***** Data under study *****

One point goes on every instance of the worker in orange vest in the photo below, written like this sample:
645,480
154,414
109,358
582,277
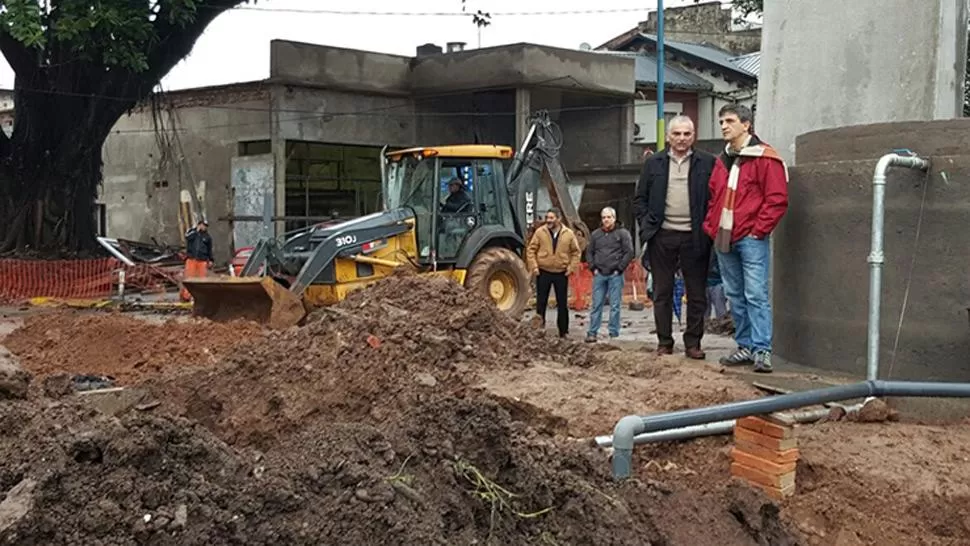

*****

#### [Your goal]
All records above must be copied exactly, though the pictures they hold are to be left out.

#### [Result]
One point goes on every instance of the worker in orange vest in the photo below, written like this sample:
645,480
154,414
109,358
582,277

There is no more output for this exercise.